* Selected text
Home/EU students applying for this programme in 2019/2020 may be eligible for funding under the BAME Music Scholar's Fee Waiver (MA/MMus).
How to apply
You apply directly to Goldsmiths using our online application system.
Before submitting your application you’ll need to have:
- A personal statement – this can either be uploaded as a Word Document or PDF. Please see our guidance on writing a postgraduate statement
- A portfolio that provides selected examples of your recent original creative work (audio, video or other formats as appropriate, 4-6 separate pieces) relevant to the focus of the pathway. Work should be provided as links to streamable content (on English Language sites), plus a brief commentary/contextualisation of materials (including authorship), uploaded as a Word or PDF document.
- Details of your education history, including the dates of all exams/assessments
- The email address of your referee who we can request a reference from.
- If available, an electronic copy of your educational transcript (this is particularly important if you have studied outside of the UK, but isn’t mandatory)
You'll be able to save your progress at any point and return to your application by logging in using your username/email and password.
When to apply
We accept applications from October for students wanting to start the following September.
We encourage you to complete your application as early as possible, even if you haven't finished your current programme of study. It's very common to be offered a place that is conditional on you achieving a particular qualification.
Late applications will only be considered if there are spaces available.
If you're applying for funding, you may be subject to an earlier application deadline.
Find out more about applying.
Employability and cultural entrepreneurship is in our DNA
Graduates may progress to be composer-performers, studio practitioners/producers and music industry employees within the popular music sector. Older students who have returned to advance their knowledge and practice base will be better positioned in the job market.

* Data section
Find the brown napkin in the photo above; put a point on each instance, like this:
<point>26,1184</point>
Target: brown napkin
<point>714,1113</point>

* What you should do
According to the Goldsmiths application text, how many separate pieces should the portfolio include? Rely only on the Goldsmiths application text when answering.

* Task solution
Four to six separate pieces.